→ **DATA ROWS**

= = = =

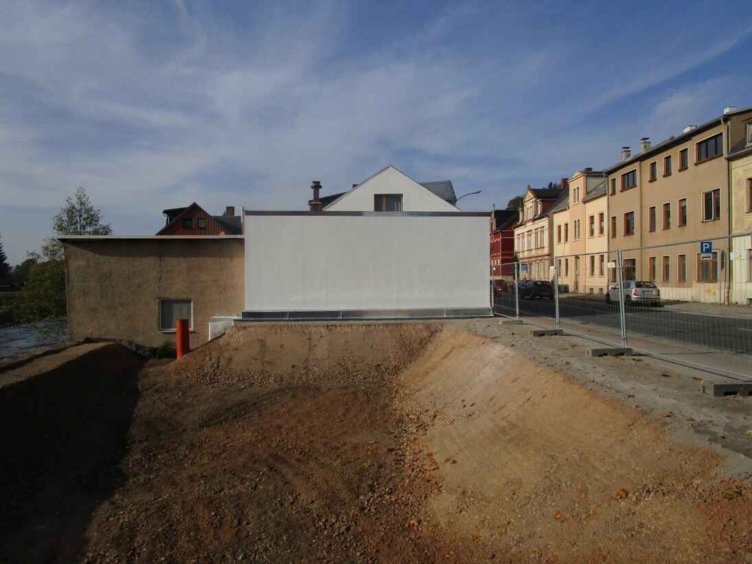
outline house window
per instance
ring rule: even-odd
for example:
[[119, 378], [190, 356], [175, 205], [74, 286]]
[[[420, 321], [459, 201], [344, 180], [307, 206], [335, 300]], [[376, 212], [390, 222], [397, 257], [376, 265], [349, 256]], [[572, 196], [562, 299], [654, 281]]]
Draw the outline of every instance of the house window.
[[635, 234], [635, 213], [627, 212], [624, 214], [624, 236]]
[[713, 260], [702, 261], [697, 253], [697, 282], [718, 282], [718, 252], [712, 255]]
[[374, 194], [374, 212], [401, 212], [402, 211], [402, 194]]
[[637, 185], [637, 169], [629, 170], [621, 175], [621, 189], [626, 190]]
[[190, 330], [193, 330], [193, 300], [159, 300], [159, 330], [175, 330], [178, 319], [188, 319]]
[[634, 280], [637, 273], [637, 259], [625, 258], [622, 264], [622, 276], [625, 280]]
[[655, 182], [656, 179], [658, 178], [658, 162], [653, 161], [650, 165], [650, 178], [648, 182]]
[[723, 134], [719, 133], [697, 143], [696, 162], [707, 161], [723, 153]]
[[687, 282], [687, 255], [679, 255], [678, 259], [679, 269], [677, 272], [676, 279], [679, 282]]
[[679, 227], [687, 225], [687, 198], [683, 198], [679, 201]]
[[720, 189], [702, 192], [702, 221], [720, 219]]

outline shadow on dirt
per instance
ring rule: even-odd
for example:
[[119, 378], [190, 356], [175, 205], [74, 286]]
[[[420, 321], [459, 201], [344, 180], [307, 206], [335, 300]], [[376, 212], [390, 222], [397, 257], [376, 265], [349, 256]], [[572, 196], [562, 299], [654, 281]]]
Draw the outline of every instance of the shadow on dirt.
[[76, 559], [124, 481], [144, 362], [108, 345], [0, 388], [0, 561]]

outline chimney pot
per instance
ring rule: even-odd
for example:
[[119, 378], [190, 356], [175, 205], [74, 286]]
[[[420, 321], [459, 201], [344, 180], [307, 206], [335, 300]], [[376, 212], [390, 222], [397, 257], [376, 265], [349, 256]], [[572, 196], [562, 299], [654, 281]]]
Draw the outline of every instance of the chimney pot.
[[314, 191], [314, 199], [308, 202], [308, 209], [312, 212], [320, 212], [323, 209], [323, 206], [319, 201], [319, 190], [321, 189], [321, 182], [318, 180], [314, 180], [311, 188]]

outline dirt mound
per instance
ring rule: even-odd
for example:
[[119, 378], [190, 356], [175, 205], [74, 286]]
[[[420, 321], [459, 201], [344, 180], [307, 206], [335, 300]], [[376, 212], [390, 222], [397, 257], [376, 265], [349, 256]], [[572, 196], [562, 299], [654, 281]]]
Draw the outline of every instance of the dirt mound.
[[322, 379], [353, 384], [402, 371], [441, 327], [429, 323], [238, 324], [167, 369], [211, 385]]
[[[117, 358], [66, 363], [80, 380], [0, 388], [0, 406], [57, 394], [30, 419], [21, 407], [8, 417], [56, 457], [74, 447], [68, 496], [38, 501], [50, 472], [3, 483], [39, 497], [11, 499], [2, 524], [26, 517], [0, 560], [79, 548], [84, 562], [752, 557], [752, 486], [719, 478], [721, 455], [450, 324], [235, 327], [179, 361], [150, 363], [135, 394], [132, 372], [117, 368], [130, 357]], [[14, 388], [23, 393], [2, 395]], [[89, 407], [58, 429], [58, 396]], [[54, 469], [23, 436], [11, 449], [23, 467]], [[73, 487], [77, 463], [91, 490]], [[77, 501], [76, 527], [61, 529]]]
[[752, 487], [718, 481], [721, 457], [513, 349], [447, 330], [400, 382], [441, 474], [434, 518], [486, 556], [701, 562], [752, 552]]

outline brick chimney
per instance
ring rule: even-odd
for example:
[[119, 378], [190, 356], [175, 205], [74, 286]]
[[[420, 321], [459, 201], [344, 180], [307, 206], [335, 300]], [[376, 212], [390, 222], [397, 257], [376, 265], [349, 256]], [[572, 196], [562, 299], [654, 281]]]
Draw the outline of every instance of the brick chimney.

= = = =

→ **TASK BRIEF**
Rewrite the data from its start through the line containing "319], [188, 319]]", swapping "instance" for "object" and keeping everything else the same. Leave the pictures out of your answer.

→ **COMPLETE ANSWER**
outline house window
per object
ring rule: even-odd
for example:
[[119, 378], [190, 356], [175, 205], [74, 286]]
[[[420, 321], [459, 201], [344, 180], [307, 206], [335, 300]], [[376, 212], [390, 222], [397, 257], [376, 265], [349, 256]], [[572, 196], [562, 299], [654, 281]]]
Draw the outline of every object of the house window.
[[635, 234], [635, 213], [627, 212], [624, 214], [624, 236]]
[[713, 260], [702, 261], [697, 253], [697, 282], [718, 282], [718, 252], [712, 255]]
[[374, 194], [374, 212], [401, 212], [402, 211], [402, 194]]
[[637, 185], [637, 169], [629, 170], [621, 175], [621, 189], [626, 190]]
[[190, 330], [193, 330], [193, 300], [159, 300], [159, 330], [175, 330], [178, 319], [188, 319]]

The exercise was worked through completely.